*Work to be completed*. Count the lines in the records below that contain the string "dark", with case counting, and reply with only that number.

^^^^

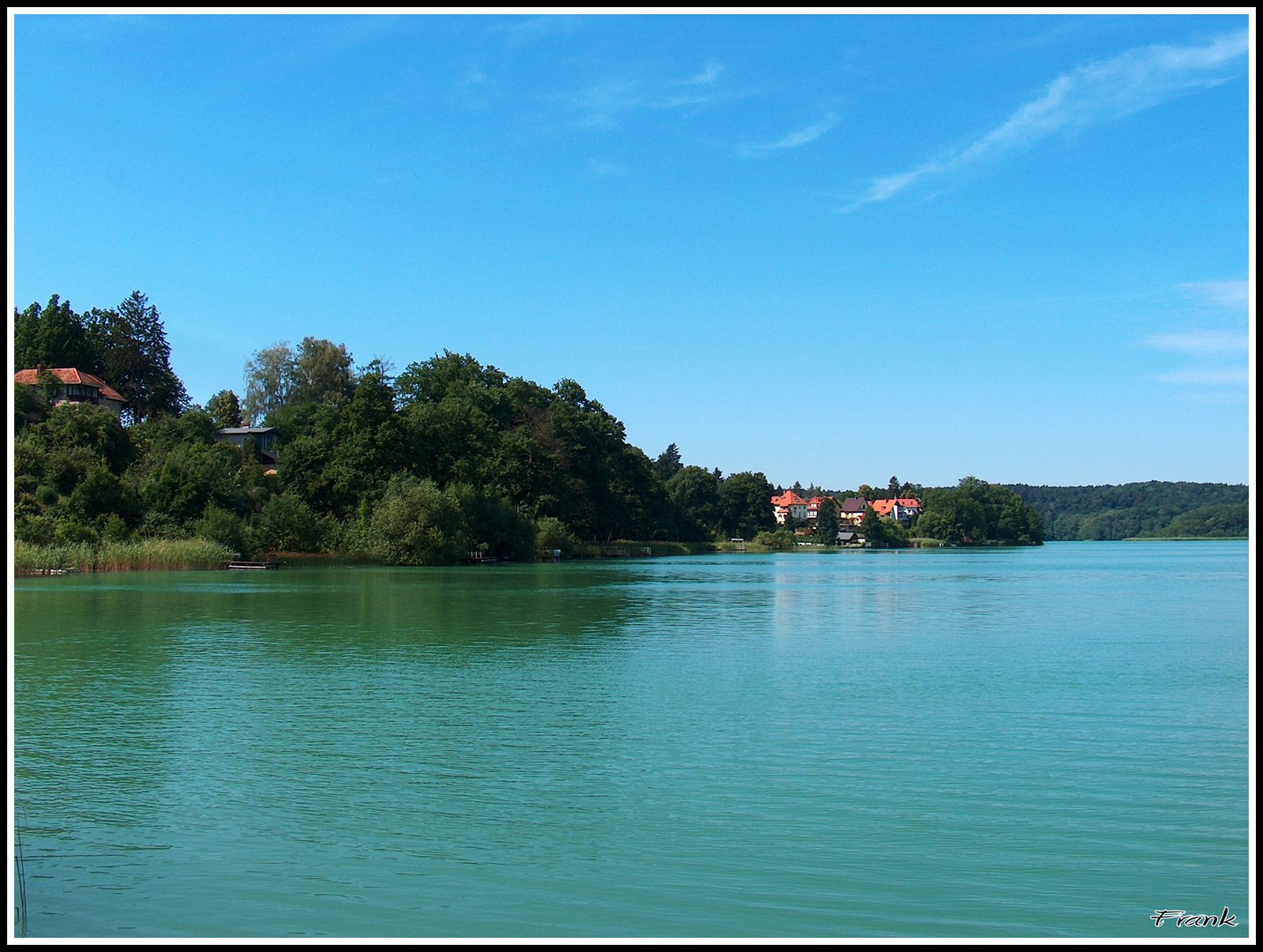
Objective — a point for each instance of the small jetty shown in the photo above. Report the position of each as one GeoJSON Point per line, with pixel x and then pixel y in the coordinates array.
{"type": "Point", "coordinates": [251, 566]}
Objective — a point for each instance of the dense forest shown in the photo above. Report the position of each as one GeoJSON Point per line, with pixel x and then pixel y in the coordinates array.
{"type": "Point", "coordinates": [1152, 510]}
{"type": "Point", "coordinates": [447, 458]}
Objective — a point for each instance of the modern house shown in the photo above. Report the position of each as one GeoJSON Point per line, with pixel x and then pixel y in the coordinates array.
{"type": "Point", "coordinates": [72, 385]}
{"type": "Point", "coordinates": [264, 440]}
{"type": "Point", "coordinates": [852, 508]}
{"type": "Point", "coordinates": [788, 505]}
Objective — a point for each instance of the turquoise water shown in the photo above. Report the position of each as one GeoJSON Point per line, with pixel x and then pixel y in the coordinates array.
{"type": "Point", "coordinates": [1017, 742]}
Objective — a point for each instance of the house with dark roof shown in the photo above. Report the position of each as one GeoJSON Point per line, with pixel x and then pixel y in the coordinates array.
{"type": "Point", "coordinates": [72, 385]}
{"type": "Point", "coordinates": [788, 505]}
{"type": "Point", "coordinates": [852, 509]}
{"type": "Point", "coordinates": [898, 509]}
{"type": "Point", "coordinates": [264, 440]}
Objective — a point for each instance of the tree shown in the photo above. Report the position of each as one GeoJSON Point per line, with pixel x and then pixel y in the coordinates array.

^^^^

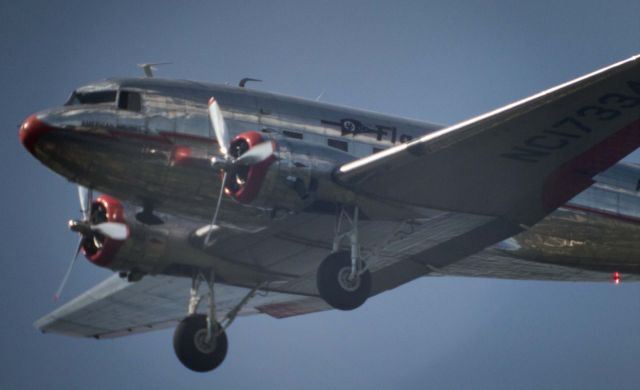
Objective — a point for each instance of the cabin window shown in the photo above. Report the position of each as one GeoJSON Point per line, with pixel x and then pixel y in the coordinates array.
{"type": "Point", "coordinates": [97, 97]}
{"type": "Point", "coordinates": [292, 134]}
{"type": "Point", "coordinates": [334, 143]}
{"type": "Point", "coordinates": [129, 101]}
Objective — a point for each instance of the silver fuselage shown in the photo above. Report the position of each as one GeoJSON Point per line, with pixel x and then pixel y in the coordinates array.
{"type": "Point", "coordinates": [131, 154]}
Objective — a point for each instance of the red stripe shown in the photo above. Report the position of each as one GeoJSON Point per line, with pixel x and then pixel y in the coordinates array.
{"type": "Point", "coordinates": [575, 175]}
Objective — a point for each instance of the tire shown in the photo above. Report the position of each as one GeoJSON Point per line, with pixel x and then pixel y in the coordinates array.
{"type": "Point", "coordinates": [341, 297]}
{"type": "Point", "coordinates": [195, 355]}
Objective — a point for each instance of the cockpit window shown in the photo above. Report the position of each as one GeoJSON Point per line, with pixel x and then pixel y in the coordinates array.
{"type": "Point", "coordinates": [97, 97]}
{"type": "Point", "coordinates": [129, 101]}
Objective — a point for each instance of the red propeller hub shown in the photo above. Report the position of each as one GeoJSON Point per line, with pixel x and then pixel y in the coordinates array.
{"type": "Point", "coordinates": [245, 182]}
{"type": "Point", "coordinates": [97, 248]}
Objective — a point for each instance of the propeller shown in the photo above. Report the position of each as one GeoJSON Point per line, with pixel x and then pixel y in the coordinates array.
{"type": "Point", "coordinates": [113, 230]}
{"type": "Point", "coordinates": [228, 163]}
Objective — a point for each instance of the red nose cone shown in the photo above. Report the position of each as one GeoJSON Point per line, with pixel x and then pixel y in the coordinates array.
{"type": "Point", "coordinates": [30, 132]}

^^^^

*Task solution*. 1